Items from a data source
*** Block opens ***
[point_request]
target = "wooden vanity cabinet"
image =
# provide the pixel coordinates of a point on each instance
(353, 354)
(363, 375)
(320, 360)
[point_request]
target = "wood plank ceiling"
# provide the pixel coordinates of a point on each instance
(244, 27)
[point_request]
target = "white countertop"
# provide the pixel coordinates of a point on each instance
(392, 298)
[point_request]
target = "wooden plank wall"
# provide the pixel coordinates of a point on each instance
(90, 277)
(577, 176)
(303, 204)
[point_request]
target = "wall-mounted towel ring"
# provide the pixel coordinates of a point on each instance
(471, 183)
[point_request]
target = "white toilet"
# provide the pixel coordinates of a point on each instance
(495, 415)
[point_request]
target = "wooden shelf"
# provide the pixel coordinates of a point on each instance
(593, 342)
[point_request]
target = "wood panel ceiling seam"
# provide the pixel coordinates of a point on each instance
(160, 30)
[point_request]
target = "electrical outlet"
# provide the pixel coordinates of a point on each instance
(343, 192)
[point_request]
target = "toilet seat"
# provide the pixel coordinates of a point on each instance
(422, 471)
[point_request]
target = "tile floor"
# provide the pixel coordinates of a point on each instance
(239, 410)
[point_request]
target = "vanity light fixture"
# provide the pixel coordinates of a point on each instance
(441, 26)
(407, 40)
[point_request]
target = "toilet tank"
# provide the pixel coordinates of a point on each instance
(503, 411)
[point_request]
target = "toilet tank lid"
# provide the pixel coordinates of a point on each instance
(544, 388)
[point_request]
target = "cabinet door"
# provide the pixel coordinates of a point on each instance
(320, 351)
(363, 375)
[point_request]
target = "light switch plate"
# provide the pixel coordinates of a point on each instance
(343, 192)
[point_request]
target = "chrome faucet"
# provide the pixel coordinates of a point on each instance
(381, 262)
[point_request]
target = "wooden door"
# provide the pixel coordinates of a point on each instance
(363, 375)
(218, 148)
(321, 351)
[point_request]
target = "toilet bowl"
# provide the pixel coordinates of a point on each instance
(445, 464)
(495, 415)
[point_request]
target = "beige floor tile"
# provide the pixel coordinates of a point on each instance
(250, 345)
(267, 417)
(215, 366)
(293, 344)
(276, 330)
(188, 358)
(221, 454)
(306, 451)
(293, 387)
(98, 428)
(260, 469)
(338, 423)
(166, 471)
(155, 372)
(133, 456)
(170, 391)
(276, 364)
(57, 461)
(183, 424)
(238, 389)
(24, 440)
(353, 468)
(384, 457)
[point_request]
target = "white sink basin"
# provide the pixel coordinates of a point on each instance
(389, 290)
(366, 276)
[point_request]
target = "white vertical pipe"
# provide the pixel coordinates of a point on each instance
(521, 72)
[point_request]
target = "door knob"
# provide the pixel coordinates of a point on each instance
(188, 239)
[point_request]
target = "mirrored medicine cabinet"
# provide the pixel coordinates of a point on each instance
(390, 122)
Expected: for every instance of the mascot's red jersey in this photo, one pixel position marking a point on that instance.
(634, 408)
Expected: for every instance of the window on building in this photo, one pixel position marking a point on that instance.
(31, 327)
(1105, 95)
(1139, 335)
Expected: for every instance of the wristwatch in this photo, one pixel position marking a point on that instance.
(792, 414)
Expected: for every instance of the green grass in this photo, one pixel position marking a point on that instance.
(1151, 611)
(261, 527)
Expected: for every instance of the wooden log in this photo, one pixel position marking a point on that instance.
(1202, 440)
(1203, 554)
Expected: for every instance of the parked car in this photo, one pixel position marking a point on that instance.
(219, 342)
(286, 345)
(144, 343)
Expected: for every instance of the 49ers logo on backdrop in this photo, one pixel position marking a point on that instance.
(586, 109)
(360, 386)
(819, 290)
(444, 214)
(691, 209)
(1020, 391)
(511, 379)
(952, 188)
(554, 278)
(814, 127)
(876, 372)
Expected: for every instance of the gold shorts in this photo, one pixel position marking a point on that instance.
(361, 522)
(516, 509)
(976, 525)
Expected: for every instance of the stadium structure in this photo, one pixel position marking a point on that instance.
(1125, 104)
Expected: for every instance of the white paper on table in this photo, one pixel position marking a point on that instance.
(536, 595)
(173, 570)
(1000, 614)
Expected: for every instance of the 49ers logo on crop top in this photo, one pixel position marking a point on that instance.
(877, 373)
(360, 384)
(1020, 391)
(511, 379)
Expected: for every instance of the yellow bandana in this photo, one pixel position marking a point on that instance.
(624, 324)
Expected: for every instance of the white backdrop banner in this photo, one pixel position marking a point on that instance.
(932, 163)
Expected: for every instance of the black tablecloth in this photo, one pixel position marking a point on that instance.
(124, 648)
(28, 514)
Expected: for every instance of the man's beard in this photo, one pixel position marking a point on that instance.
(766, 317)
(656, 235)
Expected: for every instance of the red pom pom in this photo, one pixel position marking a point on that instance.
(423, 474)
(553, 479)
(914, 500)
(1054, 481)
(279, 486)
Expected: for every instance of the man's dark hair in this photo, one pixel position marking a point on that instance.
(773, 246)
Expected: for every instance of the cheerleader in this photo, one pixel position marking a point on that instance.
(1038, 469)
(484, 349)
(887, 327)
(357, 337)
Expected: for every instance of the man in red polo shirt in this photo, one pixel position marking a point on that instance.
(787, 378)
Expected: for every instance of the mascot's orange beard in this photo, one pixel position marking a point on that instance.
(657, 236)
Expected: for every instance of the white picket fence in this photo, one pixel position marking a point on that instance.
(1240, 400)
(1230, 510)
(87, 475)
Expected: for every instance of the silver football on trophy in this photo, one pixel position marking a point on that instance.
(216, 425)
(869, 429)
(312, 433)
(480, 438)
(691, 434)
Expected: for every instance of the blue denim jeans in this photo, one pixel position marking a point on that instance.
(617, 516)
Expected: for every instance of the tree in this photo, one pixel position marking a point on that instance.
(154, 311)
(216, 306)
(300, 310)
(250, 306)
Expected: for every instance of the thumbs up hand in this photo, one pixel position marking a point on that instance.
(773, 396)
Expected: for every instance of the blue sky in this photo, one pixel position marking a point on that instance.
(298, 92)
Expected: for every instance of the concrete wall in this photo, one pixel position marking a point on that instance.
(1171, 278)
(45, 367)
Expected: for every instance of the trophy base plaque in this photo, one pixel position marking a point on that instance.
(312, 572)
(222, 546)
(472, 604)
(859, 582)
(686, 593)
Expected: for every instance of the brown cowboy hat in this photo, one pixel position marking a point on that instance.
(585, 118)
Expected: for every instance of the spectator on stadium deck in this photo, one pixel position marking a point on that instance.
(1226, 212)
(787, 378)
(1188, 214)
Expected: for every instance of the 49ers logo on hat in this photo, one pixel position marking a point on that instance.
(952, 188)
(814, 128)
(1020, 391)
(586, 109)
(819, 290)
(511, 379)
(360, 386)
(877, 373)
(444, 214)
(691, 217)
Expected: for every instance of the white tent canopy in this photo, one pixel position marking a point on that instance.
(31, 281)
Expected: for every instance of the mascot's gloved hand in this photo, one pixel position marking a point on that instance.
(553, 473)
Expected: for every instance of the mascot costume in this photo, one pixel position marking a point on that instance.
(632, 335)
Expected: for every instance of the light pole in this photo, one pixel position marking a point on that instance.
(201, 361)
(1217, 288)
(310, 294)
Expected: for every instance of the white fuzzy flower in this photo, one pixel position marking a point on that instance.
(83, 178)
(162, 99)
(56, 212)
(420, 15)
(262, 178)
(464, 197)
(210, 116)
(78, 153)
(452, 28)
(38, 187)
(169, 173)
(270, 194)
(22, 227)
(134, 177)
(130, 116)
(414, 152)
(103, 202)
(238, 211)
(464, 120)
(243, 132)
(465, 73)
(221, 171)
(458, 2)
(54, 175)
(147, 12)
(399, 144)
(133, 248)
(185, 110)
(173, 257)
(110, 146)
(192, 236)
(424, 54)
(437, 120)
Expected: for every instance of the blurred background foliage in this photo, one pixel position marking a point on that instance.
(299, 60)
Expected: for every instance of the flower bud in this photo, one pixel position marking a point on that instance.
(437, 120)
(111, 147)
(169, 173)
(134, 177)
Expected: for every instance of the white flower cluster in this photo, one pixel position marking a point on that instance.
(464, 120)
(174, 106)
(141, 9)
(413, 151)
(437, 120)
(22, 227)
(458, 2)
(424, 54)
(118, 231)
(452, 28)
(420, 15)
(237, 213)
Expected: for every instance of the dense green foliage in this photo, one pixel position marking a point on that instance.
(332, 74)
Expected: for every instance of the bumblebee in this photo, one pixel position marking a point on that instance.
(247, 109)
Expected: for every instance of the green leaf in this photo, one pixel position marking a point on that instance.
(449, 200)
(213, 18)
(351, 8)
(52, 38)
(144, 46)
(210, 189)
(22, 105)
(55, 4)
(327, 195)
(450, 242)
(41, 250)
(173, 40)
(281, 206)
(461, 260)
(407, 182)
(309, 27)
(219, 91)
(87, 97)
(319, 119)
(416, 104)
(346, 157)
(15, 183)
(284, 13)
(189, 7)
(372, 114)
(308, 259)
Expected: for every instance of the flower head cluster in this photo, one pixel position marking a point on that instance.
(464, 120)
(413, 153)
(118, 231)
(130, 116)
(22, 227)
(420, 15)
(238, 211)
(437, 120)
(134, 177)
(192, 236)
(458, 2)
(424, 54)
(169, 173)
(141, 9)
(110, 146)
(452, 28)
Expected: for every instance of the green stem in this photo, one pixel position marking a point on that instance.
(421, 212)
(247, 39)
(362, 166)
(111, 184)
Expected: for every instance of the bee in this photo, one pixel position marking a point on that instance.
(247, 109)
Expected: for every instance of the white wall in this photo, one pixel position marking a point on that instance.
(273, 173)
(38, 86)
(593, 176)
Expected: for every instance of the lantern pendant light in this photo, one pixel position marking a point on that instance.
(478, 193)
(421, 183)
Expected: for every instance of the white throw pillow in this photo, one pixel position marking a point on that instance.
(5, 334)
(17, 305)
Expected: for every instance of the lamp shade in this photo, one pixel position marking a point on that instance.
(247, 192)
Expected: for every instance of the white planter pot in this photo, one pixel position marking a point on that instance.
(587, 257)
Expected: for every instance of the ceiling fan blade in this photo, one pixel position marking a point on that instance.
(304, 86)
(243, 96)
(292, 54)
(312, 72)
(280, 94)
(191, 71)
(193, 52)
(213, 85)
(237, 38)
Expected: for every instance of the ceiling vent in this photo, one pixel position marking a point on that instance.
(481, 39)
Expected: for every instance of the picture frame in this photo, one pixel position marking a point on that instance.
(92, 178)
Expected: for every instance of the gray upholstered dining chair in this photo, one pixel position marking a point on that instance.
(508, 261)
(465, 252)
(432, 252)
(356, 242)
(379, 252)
*** Block closes ***
• _WHAT YOU ARE ASKED TO DO_: Search the records for the string "tile" and return every line in which it occurs.

• _ANSWER BOX_:
target = "tile floor"
target = "beige floor tile"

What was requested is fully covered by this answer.